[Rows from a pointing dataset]
######

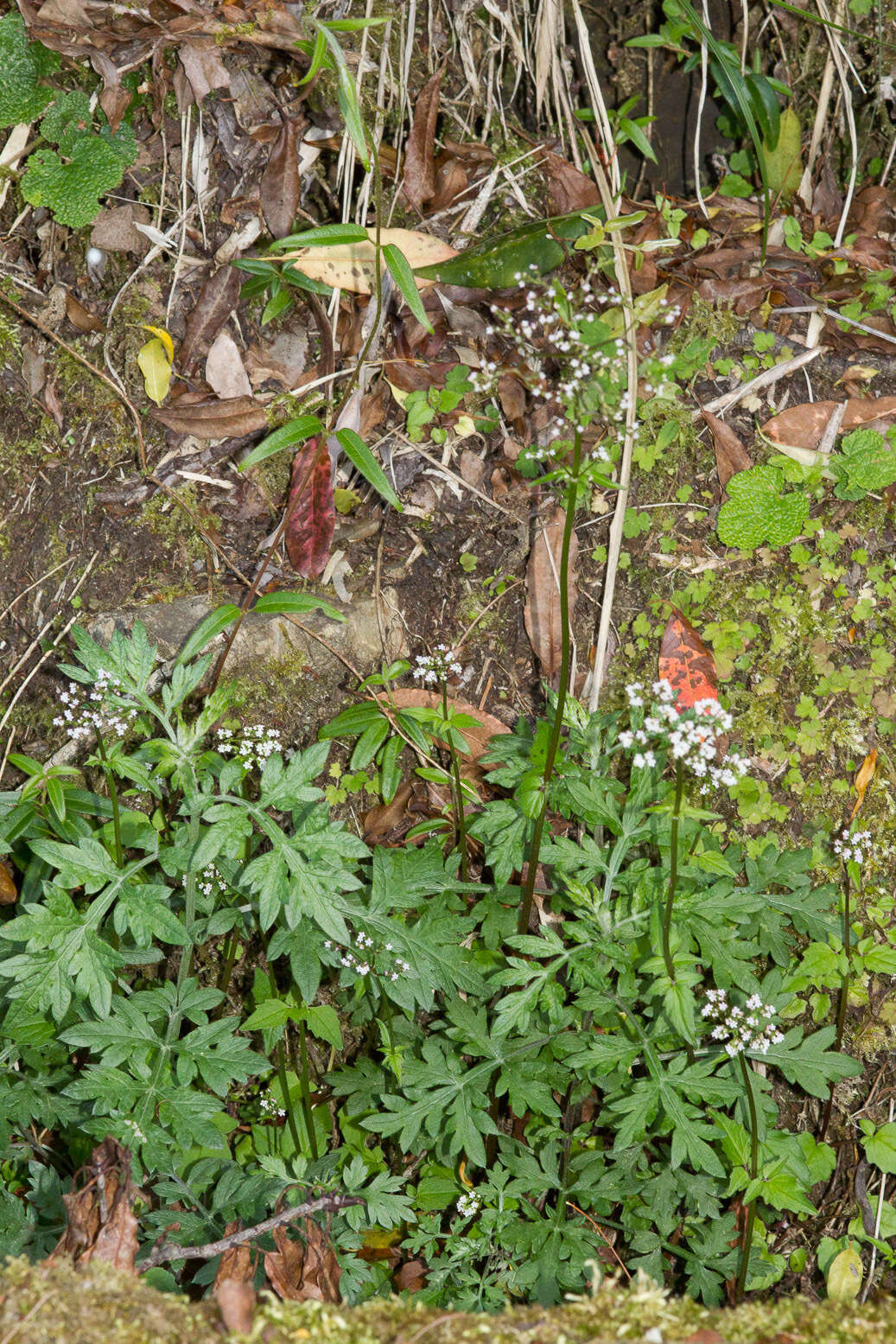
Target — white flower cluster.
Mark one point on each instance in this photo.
(98, 711)
(594, 379)
(135, 1131)
(852, 848)
(690, 736)
(469, 1205)
(210, 881)
(741, 1029)
(437, 666)
(269, 1106)
(361, 964)
(251, 746)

######

> EXERCISE DESCRIPTION:
Copy out every line of the records above, keeping the other lines unchanged, but scale each coordinate in the answer points by 0.9 and round it to a whole number, rounding halves up. Leave the pictures out.

> CORRECT ANSWER:
Target — white flower cluster.
Mark one point on each instance in this photo.
(88, 640)
(535, 341)
(122, 1018)
(767, 763)
(621, 662)
(422, 1085)
(189, 793)
(667, 926)
(393, 599)
(242, 995)
(325, 868)
(226, 671)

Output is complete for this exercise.